Update the records by changing "vintage car" to "classic car" wherever it occurs, leaving every other line as it is.

(Shape labeling records)
▶
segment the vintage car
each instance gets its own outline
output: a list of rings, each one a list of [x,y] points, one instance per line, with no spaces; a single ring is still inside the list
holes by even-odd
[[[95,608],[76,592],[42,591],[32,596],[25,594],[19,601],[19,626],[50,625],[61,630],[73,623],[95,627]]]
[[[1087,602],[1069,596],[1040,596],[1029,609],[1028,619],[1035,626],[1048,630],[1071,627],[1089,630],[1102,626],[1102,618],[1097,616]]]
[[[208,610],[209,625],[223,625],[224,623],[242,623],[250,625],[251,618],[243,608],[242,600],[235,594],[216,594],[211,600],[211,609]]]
◀
__Output of the exercise__:
segment the classic car
each instance gets its own outline
output: a list of rings, each one a list of [x,y] points, one instance per line, with no spaces; a single ring is still inside the list
holes by even-odd
[[[95,608],[76,592],[42,591],[32,596],[25,594],[19,601],[19,626],[50,625],[61,630],[73,623],[95,627]]]
[[[1087,602],[1069,596],[1040,596],[1029,609],[1028,619],[1035,626],[1048,630],[1071,627],[1089,630],[1102,626],[1102,618],[1097,616]]]
[[[208,610],[209,625],[223,625],[224,623],[242,623],[250,625],[251,618],[243,608],[242,600],[235,594],[216,594],[211,600],[211,609]]]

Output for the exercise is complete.